-------- SUPPLIED DATA --------

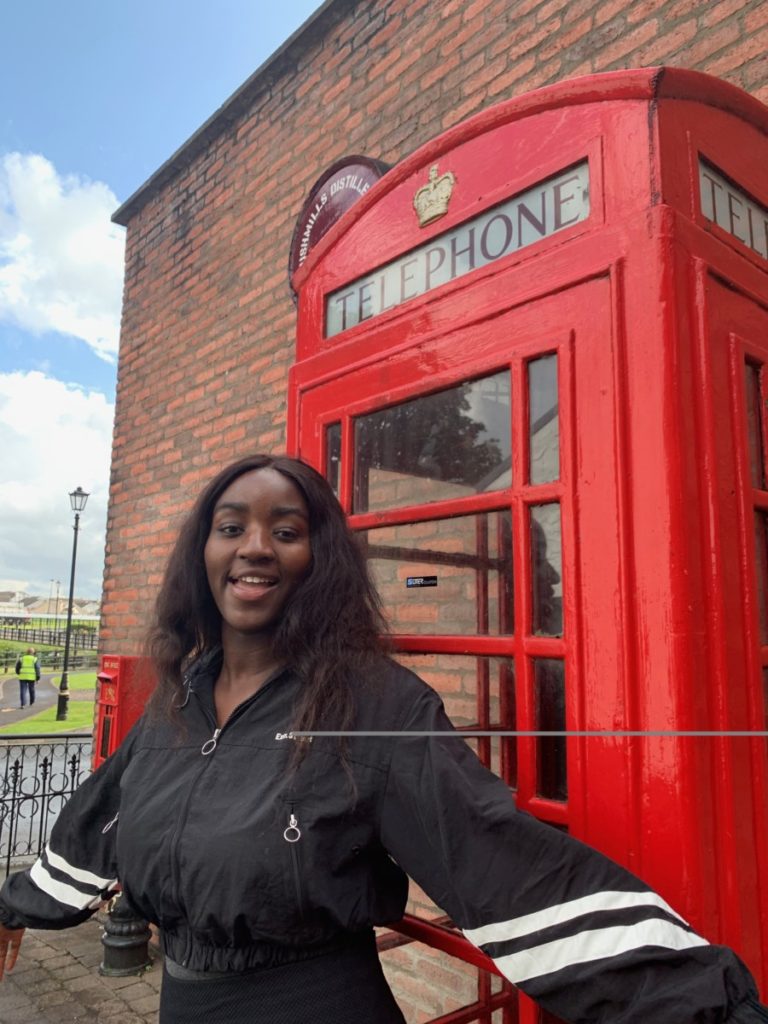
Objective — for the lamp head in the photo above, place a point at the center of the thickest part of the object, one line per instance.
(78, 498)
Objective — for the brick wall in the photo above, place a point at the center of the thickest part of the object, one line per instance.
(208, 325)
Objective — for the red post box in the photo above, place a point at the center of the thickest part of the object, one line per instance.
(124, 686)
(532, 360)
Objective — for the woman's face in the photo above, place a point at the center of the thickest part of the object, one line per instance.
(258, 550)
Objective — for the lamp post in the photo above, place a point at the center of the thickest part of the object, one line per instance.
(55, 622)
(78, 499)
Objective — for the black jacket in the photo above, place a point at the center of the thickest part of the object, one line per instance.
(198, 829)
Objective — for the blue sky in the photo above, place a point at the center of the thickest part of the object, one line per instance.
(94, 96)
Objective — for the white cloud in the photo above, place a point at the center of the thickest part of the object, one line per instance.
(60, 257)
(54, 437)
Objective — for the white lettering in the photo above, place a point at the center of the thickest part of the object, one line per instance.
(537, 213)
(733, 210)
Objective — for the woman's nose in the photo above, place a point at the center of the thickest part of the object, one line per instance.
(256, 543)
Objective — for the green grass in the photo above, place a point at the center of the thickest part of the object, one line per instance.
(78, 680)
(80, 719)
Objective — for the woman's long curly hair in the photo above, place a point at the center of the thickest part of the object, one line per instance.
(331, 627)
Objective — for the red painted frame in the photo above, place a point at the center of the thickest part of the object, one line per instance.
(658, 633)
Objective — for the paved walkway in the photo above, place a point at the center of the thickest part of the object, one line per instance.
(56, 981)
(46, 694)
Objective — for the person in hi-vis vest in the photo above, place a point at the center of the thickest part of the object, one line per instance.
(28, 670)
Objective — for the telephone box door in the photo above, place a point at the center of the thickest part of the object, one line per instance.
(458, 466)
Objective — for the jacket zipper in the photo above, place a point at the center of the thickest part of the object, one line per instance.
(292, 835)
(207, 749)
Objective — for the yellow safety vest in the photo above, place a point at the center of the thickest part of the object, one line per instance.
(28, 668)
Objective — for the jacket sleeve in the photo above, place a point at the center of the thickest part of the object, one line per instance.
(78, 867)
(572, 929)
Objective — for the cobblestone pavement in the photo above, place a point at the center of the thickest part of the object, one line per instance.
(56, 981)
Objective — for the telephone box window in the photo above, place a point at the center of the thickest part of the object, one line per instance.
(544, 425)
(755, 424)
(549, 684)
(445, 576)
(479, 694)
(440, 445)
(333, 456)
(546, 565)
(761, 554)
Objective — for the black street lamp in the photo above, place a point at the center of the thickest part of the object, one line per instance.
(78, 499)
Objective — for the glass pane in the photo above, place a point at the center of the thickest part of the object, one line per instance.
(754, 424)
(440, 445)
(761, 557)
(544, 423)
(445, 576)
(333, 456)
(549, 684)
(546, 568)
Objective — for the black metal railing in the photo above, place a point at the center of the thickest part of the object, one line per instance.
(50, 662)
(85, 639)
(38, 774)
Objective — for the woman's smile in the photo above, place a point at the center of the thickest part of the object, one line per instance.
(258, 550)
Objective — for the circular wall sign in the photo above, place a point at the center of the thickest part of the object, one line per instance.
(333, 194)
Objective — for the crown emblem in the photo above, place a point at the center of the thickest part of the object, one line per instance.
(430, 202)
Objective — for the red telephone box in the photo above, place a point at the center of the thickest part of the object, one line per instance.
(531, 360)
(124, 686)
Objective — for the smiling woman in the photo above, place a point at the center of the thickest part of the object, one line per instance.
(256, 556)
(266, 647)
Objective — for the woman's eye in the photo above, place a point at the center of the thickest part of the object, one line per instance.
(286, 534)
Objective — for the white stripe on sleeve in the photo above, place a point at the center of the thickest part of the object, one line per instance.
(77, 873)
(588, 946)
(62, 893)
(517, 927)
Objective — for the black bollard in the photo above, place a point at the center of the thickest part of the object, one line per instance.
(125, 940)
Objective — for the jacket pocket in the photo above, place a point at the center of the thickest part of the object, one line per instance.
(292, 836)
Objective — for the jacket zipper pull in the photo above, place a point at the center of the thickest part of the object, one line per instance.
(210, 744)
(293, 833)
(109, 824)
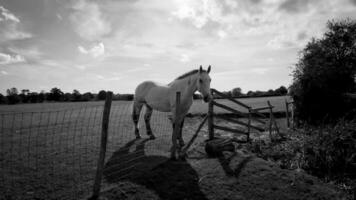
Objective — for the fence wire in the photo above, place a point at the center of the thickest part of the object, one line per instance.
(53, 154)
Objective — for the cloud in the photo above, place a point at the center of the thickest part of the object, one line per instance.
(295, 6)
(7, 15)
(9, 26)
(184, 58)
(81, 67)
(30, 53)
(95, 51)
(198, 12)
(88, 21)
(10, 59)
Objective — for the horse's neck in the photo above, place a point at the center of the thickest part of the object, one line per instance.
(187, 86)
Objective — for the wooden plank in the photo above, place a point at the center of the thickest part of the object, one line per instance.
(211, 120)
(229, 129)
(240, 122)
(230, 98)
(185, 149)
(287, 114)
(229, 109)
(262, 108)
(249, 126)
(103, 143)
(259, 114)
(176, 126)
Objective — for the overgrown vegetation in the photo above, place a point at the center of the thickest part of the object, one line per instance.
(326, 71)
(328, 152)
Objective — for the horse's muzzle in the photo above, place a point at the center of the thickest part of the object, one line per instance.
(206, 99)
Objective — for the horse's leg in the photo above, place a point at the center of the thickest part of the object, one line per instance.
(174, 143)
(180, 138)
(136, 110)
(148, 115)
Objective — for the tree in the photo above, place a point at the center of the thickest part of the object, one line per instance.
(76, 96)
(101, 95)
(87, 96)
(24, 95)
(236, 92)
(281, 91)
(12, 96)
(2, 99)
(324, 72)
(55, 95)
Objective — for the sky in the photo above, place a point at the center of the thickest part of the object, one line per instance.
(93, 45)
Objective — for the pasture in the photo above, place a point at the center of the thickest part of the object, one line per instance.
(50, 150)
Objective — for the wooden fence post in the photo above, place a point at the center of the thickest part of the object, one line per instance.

--------

(WHAT THE TASK ASKS)
What is needed here is an exact transcript of the data above, pictures excluded.

(ANSWER TO THE PROBLEM)
Objective — for the lamp head in the photo above, place a point at the center of the thickest part of the object, one line per instance.
(78, 498)
Objective — for the brick wall in the photo above, place a point at the center of the thickest part of the object, one line per instance.
(208, 325)
Objective — for the red post box in the photo above, place a point at the center of the thickest part of the object, one line per instance.
(124, 686)
(532, 360)
Objective — for the woman's face in the photo above, place a point at the center of the thickest part of the object, one line per instance.
(258, 550)
Objective — for the lamp post in the photo above, place a point at the center of the thickest part of the object, one line per instance.
(55, 622)
(78, 499)
Objective — for the black jacket in the photo above, place a point at the center of the thickest part of the object, one line per instance.
(198, 829)
Objective — for the blue sky in the photo above, place a point at the center of the thickest part of the object, one line per instance.
(94, 96)
Objective — for the white cloud in the photo above, place a point at the center of the thickest part of the object, one line per instance.
(60, 257)
(54, 437)
Objective — for the white lettering in the photo above, place a point at the center of the thickest part of the object, one line per instance.
(537, 213)
(733, 210)
Objective — for the woman's nose in the photo above, place a point at the center of the thickest part of the object, one line per instance.
(256, 543)
Objective — for the green grass in the photo above, place a point at the center of the thickest part of the object, one line per instance.
(78, 680)
(80, 719)
Objective — for the woman's long curly hair in the photo above, place a point at the center of the thickest part of the object, one line per instance.
(331, 627)
Objective — for the red painted frame in the photo above, place a point at the center of the thickest part of the object, one line per instance.
(658, 633)
Objective — for the paved walkway in the photo above, place a point at the center of the thickest part of the object, one line per instance.
(56, 981)
(46, 694)
Objective — for the person in hi-vis vest in the photo above, place a point at the center of the thickest part of the object, one line per instance.
(28, 670)
Objective — for the telephone box door in the photo above, place a point at the center of the thickest part of the object, one line per instance.
(458, 466)
Objective — for the jacket zipper in the photo above, place a point at the center of the thickest part of the object, one line per instance.
(292, 835)
(207, 749)
Objective — for the yellow safety vest in the photo above, place a point at the center of the thickest part of the object, one line per instance.
(28, 668)
Objective — for the jacket sleeve in the photo above, place a point at the center of the thickest part of the object, one line per instance.
(78, 867)
(572, 929)
Objective — for the cobblestone pavement in the photo above, place a point at the center of the thickest part of the object, one line per instance.
(56, 981)
Objective — for the telephone box window in the photo above, place a point at the center of the thickest part of the object, one line per instance.
(544, 425)
(755, 424)
(549, 684)
(445, 576)
(479, 694)
(440, 445)
(333, 456)
(546, 565)
(761, 554)
Objective — for the black street lamp in the photo above, place a point at the center of the thickest part of the object, one line per instance.
(78, 499)
Objective — for the glass pane in the photo above, place a point at the center of the thickest part of the object, one line per instance.
(754, 424)
(440, 445)
(761, 557)
(544, 423)
(445, 576)
(333, 456)
(549, 684)
(546, 568)
Objective — for the black metal railing in the photo above, place a point at the center of the thickest part of the object, one line per instance.
(50, 662)
(85, 639)
(38, 774)
Objective — for the woman's smile in the photo above, place a point at the center of the thickest part of the object, one line per instance.
(258, 550)
Objective — for the circular wall sign in the photo above, place a point at the center of the thickest part of the object, one line per instance.
(333, 194)
Objective — for the crown emblem in the photo above, place a point at the center of the thickest part of the object, one line per instance.
(430, 202)
Objective — for the red telephone box in the photo above, place a point at the center of the thickest part of the object, one line per instance.
(531, 360)
(124, 686)
Objective — for the smiling woman in the photo above, place a point at the center of the thickest part of the object, one line per instance.
(256, 556)
(266, 647)
Objective — for the woman's eye in the photo above, place a point at the center of the thickest part of the object, one line per instance.
(286, 534)
Objective — for the white stripe on sleeve in the photo above, place a point at the center of the thickest part of the object, one line per instance.
(77, 873)
(588, 946)
(62, 893)
(517, 927)
Objective — for the black bollard in the photo above, place a point at the center of the thickest part of the object, one line per instance.
(125, 940)
Objective — for the jacket pocket in the photo above, place a point at the center of the thickest part of the object, one line per instance.
(292, 836)
Objective — for the jacket zipper pull in the photo above, place a point at the center of the thickest part of the object, one line per instance.
(210, 744)
(293, 833)
(109, 824)
Objective — for the fence wire in the photo above, place a point at the center of the thickest part of the object, one line per instance.
(53, 154)
Objective — for the cloud in the photo above, place a point at the center of the thickest part of the object, one line per instance.
(295, 6)
(7, 15)
(9, 26)
(184, 58)
(81, 67)
(30, 53)
(95, 51)
(198, 12)
(88, 21)
(10, 59)
Objective — for the horse's neck in the photo above, place a point at the center of the thickest part of the object, one line per instance.
(187, 86)
Objective — for the wooden plank in the photo above, place a point at the center of the thickest part of the object, one line per instance.
(211, 120)
(229, 129)
(240, 122)
(230, 98)
(185, 149)
(287, 114)
(229, 109)
(262, 108)
(249, 126)
(103, 143)
(259, 114)
(176, 126)
Objective — for the overgrown vegetation in the photo above, place a point at the center of the thickest part of the object, one line per instance.
(326, 71)
(328, 152)
Objective — for the horse's muzzle in the photo above, place a point at the center of the thickest part of the object, one line per instance.
(206, 99)
Objective — for the horse's leg in the photo above, place a point at the center of the thickest part of the object, one line per instance.
(174, 143)
(180, 138)
(136, 110)
(148, 115)
Objective — for the tree in the photo above, place a point at the center of the thickest part of the object, one line per instance.
(76, 96)
(101, 95)
(87, 96)
(24, 95)
(236, 92)
(281, 91)
(12, 96)
(2, 99)
(324, 72)
(55, 95)
Objective — for the sky in the photo above, place a point at the center of the thickest part of the object, one line per instance.
(93, 45)
Objective — for the pasture in the photo above, place a point at the center of the thickest part of the object, one line per instance.
(50, 150)
Objective — for the wooden fence post in the photo above, place a point at the center of the thickest part of the object, one line per instance.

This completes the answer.